--- begin ---

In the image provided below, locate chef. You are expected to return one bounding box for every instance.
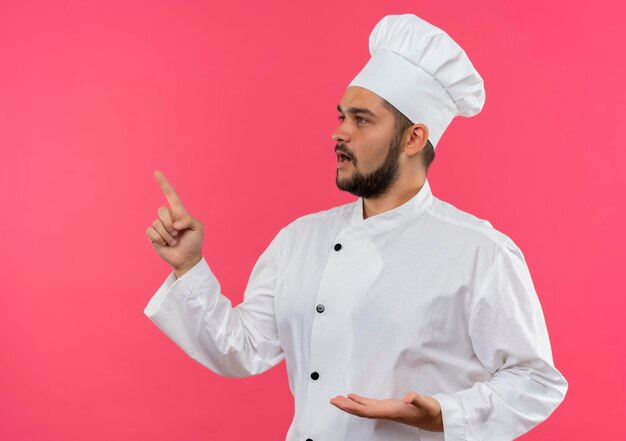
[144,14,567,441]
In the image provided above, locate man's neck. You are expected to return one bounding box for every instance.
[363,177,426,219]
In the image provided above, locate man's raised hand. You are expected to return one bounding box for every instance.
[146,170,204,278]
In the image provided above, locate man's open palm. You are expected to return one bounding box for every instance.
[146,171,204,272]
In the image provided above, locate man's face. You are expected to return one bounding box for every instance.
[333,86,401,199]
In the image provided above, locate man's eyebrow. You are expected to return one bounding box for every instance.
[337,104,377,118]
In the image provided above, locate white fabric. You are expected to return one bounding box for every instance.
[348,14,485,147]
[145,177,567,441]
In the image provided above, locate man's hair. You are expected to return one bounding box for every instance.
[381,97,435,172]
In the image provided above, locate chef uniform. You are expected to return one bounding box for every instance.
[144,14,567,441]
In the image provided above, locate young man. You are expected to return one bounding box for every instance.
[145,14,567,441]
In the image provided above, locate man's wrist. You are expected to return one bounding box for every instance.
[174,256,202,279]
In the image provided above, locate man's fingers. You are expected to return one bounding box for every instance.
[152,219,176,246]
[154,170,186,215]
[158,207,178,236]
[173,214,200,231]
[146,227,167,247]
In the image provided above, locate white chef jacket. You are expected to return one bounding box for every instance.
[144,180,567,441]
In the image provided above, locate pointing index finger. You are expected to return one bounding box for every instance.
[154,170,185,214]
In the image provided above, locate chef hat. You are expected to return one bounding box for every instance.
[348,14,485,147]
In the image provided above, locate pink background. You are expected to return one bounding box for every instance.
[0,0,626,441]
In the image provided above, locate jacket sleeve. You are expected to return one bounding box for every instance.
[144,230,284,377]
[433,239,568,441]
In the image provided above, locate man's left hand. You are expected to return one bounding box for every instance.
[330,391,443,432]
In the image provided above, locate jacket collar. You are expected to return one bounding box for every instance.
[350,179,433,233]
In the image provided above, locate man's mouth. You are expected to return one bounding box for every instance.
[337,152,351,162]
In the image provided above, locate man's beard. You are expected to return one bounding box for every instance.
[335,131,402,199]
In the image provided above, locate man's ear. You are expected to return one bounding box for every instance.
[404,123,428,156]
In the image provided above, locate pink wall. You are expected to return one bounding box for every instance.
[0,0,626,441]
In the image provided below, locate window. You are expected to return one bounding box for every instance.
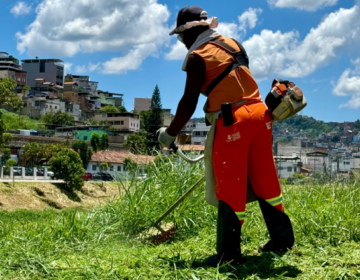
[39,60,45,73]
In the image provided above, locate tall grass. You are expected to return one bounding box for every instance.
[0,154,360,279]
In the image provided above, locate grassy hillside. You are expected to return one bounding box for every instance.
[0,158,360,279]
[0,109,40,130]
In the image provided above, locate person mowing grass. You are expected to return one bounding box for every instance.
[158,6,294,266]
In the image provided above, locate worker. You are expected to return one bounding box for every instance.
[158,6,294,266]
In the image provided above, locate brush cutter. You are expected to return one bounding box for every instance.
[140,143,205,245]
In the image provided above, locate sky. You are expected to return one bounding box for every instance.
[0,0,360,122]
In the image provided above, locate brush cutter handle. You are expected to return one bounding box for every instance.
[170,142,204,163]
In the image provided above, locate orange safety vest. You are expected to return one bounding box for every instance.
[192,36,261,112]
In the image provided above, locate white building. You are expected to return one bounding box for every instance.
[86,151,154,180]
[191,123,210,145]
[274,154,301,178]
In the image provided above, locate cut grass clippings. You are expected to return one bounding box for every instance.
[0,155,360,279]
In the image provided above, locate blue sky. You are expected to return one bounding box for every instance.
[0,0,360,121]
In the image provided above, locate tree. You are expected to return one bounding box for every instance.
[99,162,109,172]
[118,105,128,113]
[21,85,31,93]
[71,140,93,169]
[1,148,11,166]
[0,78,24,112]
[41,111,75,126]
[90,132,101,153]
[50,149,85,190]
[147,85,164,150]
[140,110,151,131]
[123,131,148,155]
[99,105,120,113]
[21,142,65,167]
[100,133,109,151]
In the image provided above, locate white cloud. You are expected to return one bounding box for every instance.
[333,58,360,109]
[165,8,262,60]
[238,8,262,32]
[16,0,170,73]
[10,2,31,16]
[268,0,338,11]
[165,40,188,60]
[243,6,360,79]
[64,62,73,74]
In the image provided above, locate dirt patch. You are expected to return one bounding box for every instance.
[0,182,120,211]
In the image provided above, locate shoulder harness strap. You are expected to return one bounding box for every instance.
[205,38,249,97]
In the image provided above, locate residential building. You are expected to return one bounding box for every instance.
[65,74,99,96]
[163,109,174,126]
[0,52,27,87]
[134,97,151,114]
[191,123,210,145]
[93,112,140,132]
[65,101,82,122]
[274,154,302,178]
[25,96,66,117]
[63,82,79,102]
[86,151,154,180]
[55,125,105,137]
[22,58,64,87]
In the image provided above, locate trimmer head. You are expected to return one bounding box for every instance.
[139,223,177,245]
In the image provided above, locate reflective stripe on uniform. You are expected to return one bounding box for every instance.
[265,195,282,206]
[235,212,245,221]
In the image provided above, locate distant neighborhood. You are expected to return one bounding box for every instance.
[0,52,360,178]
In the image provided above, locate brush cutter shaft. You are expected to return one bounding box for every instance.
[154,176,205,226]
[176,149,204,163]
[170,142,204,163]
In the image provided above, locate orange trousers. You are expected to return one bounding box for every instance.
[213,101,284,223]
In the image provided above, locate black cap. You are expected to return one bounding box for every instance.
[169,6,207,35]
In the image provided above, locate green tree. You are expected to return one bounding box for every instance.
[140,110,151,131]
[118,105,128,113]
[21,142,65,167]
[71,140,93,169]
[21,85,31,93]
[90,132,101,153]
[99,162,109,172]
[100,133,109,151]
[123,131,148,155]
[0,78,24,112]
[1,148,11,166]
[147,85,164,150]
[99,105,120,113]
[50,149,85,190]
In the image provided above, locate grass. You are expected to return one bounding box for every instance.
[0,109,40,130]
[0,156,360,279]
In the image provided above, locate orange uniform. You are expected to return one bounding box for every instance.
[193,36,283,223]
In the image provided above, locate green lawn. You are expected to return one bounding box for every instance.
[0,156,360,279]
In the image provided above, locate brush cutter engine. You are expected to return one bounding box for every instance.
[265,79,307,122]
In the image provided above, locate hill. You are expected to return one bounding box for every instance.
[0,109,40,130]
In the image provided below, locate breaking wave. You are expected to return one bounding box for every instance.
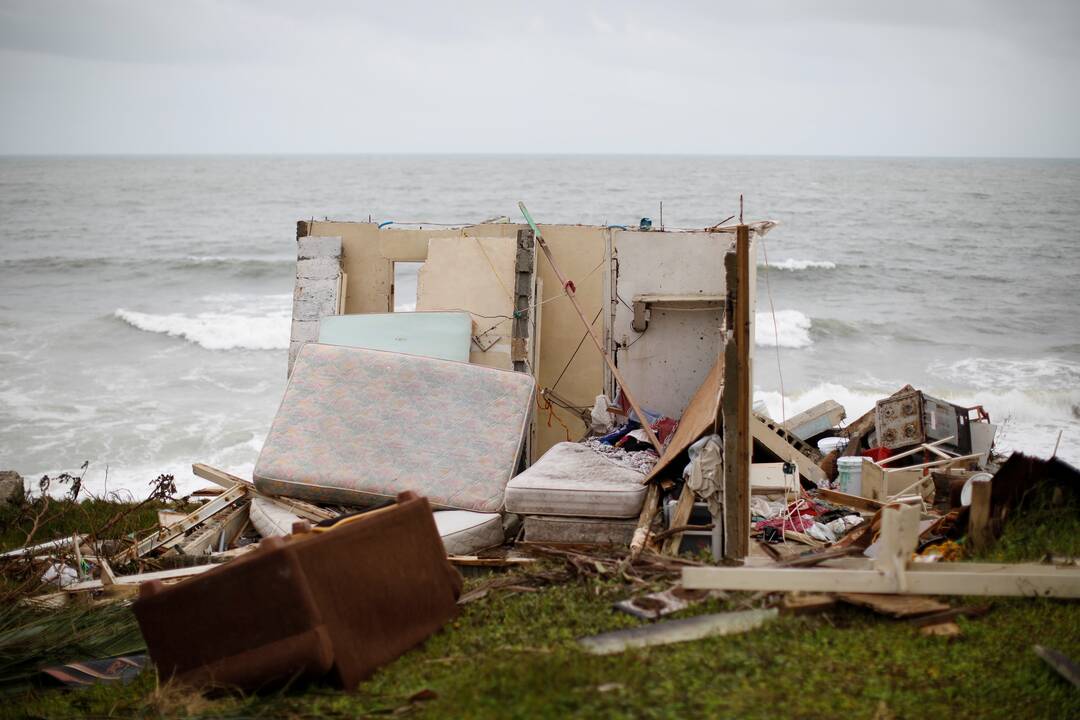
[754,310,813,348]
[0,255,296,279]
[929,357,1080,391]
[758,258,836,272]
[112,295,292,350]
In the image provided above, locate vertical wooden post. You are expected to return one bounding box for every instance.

--- end ---

Given request | Output every entry exactly as given; pictures are not part of the copy.

Written answer |
In the image provided below, locate chef. You are expected to return one bounding box for every instance.
[144,14,567,441]
In the image provided above, locate man's neck. You are expected to return one bounding box for every instance.
[363,177,426,219]
In the image provided above, locate man's raised hand. You are expected to return one bounding box for every instance.
[146,170,204,278]
In the image provided above, locate man's open palm. You are expected to return one bounding box for every instance.
[146,171,204,272]
In the image provided above, locate man's face. You are expected to return one bounding box for every instance.
[333,86,401,199]
In the image provided above, locate man's eyebrow. You are expected to return one bounding box for every instance.
[337,104,377,118]
In the image provided above, locate white fabric. You are expected to return one bounding box for every instance.
[348,14,485,147]
[145,177,567,441]
In the image provided above, locate man's hair. You are expected to return one bounding box for every instance.
[381,97,435,172]
In the image provided above, locate chef uniform. You are expected to return one bounding box for every instance.
[144,14,567,441]
In the image provided above, locate young man. You are expected to return one bounding box for every instance.
[145,14,567,441]
In the image provided above, locate man's wrist. You are expected to return one bounding box for every instance.
[174,256,202,279]
In the image provided above, locate man's fingers. You are expected to return one bounding box for every instance.
[152,219,176,246]
[154,170,186,215]
[158,207,178,236]
[173,214,200,231]
[146,227,167,247]
In the image provided above, locate white chef jacket. You are expected to return one bounding box for every instance.
[144,180,567,441]
In the image provided above, locate pointing index finger. You are expected to return one bounding box for every instance.
[154,170,185,214]
In the image provided above, locate chef hat. You are expected to return one bounding box for every instance.
[348,14,485,147]
In the image provided above, locate pink background. You are expected to return one bounding box for every instance.
[0,0,626,441]
In the image provided above, locate jacket sleeve. You are expected to return one bounding box for every instance.
[144,230,284,377]
[433,239,568,441]
In the image provided above, locate man's left hand. You are expected to return one bounding box for every instance.
[330,391,443,432]
In the image provided above, locate jacket collar. You are expected to return one bounding box for every instance.
[350,179,433,233]
In the image provided above, locate man's mouth. You are expected to return one bounding box for every instance.
[337,152,351,162]
In the image provided above, locate man's beard. You are expected to return one bounding box for every instance.
[335,131,402,199]
In the image provided above, locate man's ear. You are expected to return one bounding box for every instance.
[404,123,428,156]
In the image provided above, locate pink wall. You are expected to return one bounding box for every instance.
[0,0,626,441]
In the image provided below, locate window. You are expected to return one bounding box for every instance.
[39,60,45,73]
In the image provided above, locate tall grass. You are expected to return one bounding box for every instance.
[0,154,360,279]
In the image provided above, locate grassy hillside. You are expected to return one bounding box for every instance.
[0,158,360,279]
[0,109,40,130]
In the image provided above, locate person mowing grass. You are expected to return one bounding box for every instance.
[158,6,294,266]
In the image provided above, locate worker. You are expected to return one bounding box for every instance.
[158,6,294,266]
In the image provided above, locate brush cutter. You are expected to return one bounding box for every instance.
[140,143,205,245]
In the image provided above, locate sky. You are expected to return one bounding box for every instance.
[0,0,360,122]
In the image provided above, locate brush cutter handle. You are expected to return one bounding box for every instance.
[170,142,204,163]
In the image provided above, locate orange safety vest. You are expected to return one bounding box for every instance.
[192,36,261,112]
In the image provided above, locate white building. You are expected to return one bounding box for every instance.
[86,151,154,180]
[191,123,210,145]
[274,154,301,178]
In the image provided above, locate cut grass clippings. You are expected to return one bounding box for every instance.
[0,155,360,279]
In the image provided above, locate blue sky. You are expected to return one bounding box for every instance.
[0,0,360,121]
In the image provided above, locate tree. You are expected to return one bounding box for every instance.
[99,162,109,172]
[118,105,128,113]
[21,85,31,93]
[71,140,93,169]
[1,148,11,166]
[0,78,24,112]
[41,111,75,126]
[90,132,101,153]
[50,149,85,190]
[147,85,164,150]
[140,110,151,131]
[123,131,148,155]
[99,105,120,113]
[21,142,65,167]
[100,133,109,151]
In the image provided above, locate white cloud. You are expected to return one bounding box for every instance.
[333,58,360,109]
[165,8,262,60]
[238,8,262,32]
[16,0,170,73]
[10,2,31,16]
[268,0,338,11]
[165,40,188,60]
[243,6,360,79]
[64,62,73,74]
In the image provided above, locate dirt patch. You are expected to return one bounding box for every instance.
[0,182,120,211]
In the image provided above, locate shoulder harness strap. You are expected to return one bounding box for every instance.
[205,38,249,97]
In the image provided above, locate residential building. You are expected to return one bounding box for every instance.
[65,74,99,96]
[163,109,174,126]
[0,52,27,87]
[134,97,151,114]
[191,123,210,145]
[93,112,140,132]
[65,101,82,122]
[274,154,302,178]
[25,96,66,117]
[63,82,79,102]
[86,151,154,180]
[55,125,105,137]
[22,58,64,87]
In the image provided above, locate trimmer head. You are expected to return one bounding box for every instance.
[139,223,177,245]
In the image provided above, locate reflective stripe on uniform. You are expected to return one bounding box for every instance.
[265,195,282,206]
[235,212,245,221]
In the image provided above, locate distant neighborhood. You are expected to return one bounding box for every instance.
[0,52,360,178]
In the image provided above, locate brush cutter shaft. You are expected to return one bounding box for every instance.
[154,176,205,226]
[176,149,204,163]
[170,142,204,163]
In the image provided above, locate orange trousers. You are expected to return one bounding box for every instance.
[213,101,284,223]
In the image provided above, locate black cap. You are expected to return one bounding box for every instance.
[169,6,207,35]
In the image provided above, locate green tree. You are expected to return one bounding box for every instance.
[140,110,151,131]
[118,105,128,113]
[21,142,65,167]
[71,140,93,169]
[21,85,31,93]
[90,132,101,153]
[99,162,109,172]
[100,133,109,151]
[123,131,148,155]
[0,78,24,112]
[1,148,11,166]
[147,85,164,150]
[99,105,120,113]
[50,149,85,190]
In the image provided above, locate grass. You are expected to return one bounding box for every instance.
[0,109,40,130]
[0,156,360,279]
In the image provided above, locate orange uniform. You are expected to return one bounding box for every instance.
[193,36,283,223]
In the image provided above, locate green lawn. You are expected to return one bounding box for every instance.
[0,156,360,279]
In the image provided above, locate brush cutter engine. You are expected to return one bounding box for every instance.
[265,79,307,122]
In the image provided above, locate hill. You are expected to return one bounding box for every instance.
[0,109,40,130]
In the image provided below, locate breaking wave. You are expected to return one bounding box for every instance.
[754,310,813,348]
[0,255,296,279]
[929,357,1080,391]
[758,258,836,272]
[112,295,292,350]
In the image provided above, locate vertical wooden post. You are expected to return one bounding box for every instance.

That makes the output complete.